------ Data rows ------
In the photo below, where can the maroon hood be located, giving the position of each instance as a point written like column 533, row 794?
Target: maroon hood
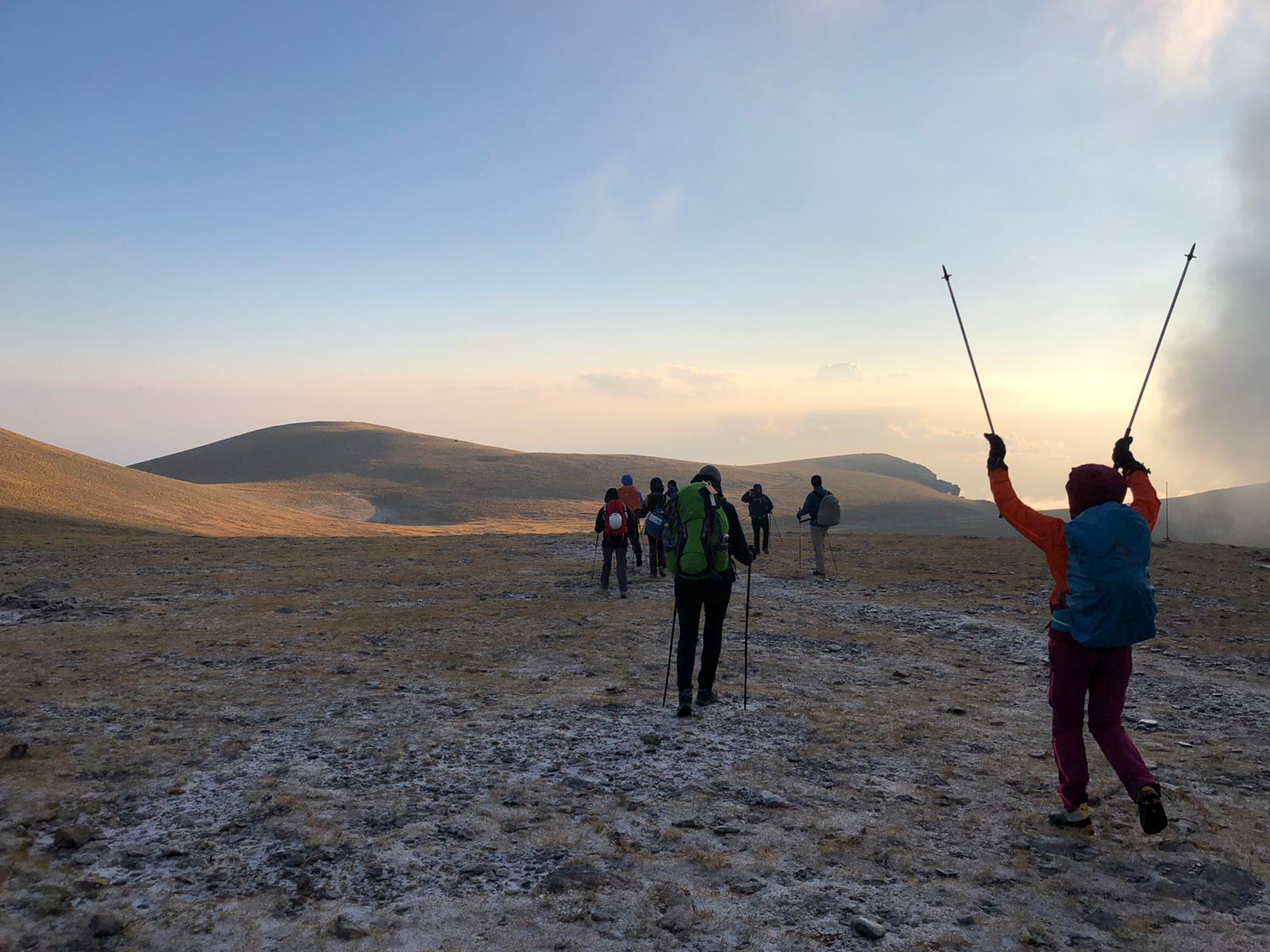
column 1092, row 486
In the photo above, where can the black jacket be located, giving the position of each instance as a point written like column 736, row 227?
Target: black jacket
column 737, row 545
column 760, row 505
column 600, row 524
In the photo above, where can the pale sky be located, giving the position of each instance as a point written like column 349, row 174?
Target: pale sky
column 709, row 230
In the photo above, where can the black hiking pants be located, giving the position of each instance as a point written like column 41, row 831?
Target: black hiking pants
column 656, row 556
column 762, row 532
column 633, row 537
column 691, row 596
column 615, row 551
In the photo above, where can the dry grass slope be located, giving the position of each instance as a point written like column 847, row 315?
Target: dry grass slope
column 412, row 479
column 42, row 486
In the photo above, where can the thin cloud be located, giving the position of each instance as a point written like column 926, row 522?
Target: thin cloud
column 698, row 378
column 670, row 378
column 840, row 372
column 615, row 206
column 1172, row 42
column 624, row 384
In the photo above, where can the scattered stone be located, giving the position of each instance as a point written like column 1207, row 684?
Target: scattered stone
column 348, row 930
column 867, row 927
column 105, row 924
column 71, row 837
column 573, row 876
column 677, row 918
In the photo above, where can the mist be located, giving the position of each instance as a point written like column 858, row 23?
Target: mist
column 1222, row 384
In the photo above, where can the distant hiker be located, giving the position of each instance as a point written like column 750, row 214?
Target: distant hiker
------
# Goal of the exercise
Recast every line of the records above as a Markdown table with the columns Number and Text, skipping blank lines and leaving out the pictures.

# Exercise solution
| Number | Text |
|---|---|
| 1 | In the photo below, where can the maroon hood be located, giving the position of each instance as a point written like column 533, row 794? |
| 2 | Target: maroon hood |
| 3 | column 1092, row 486 |
| 4 | In the photo above, where can the black jacket be located, giving the position of each instance as a point written like column 736, row 227? |
| 5 | Target: black jacket |
| 6 | column 737, row 545 |
| 7 | column 760, row 505 |
| 8 | column 600, row 524 |
| 9 | In the photo above, where can the pale sky be located, giving the position of each instance as a point written like column 349, row 174? |
| 10 | Target: pale sky |
| 11 | column 709, row 230 |
| 12 | In the photo above, where can the black hiking pants be located, giving the position of each instance as a point written like column 41, row 831? |
| 13 | Target: black hiking pants |
| 14 | column 656, row 556 |
| 15 | column 762, row 532 |
| 16 | column 633, row 537 |
| 17 | column 691, row 596 |
| 18 | column 615, row 551 |
| 19 | In the photo above, where can the dry grass slope be located, giving the position of each instance as a point written like column 847, row 315? |
| 20 | Target: dry grass slope |
| 21 | column 412, row 479 |
| 22 | column 42, row 486 |
| 23 | In the photo above, where can the thin cloud be located, giving the position of each instance as a point written like column 926, row 522? |
| 24 | Target: thin cloud |
| 25 | column 698, row 378 |
| 26 | column 670, row 378 |
| 27 | column 840, row 372 |
| 28 | column 615, row 206 |
| 29 | column 1172, row 42 |
| 30 | column 624, row 384 |
| 31 | In the photo above, where can the scattered stone be located, giving the position of each instance as a point written like column 1207, row 684? |
| 32 | Target: scattered stone |
| 33 | column 348, row 930 |
| 34 | column 867, row 927 |
| 35 | column 105, row 924 |
| 36 | column 71, row 837 |
| 37 | column 573, row 876 |
| 38 | column 677, row 918 |
| 39 | In the photo above, where can the mist be located, giving the position of each instance as a point written like column 858, row 23? |
| 40 | Target: mist |
| 41 | column 1222, row 384 |
| 42 | In the photo above, where can the distant hiker be located, giving the position of each instance as a point written like column 750, row 214? |
| 43 | Target: distant hiker |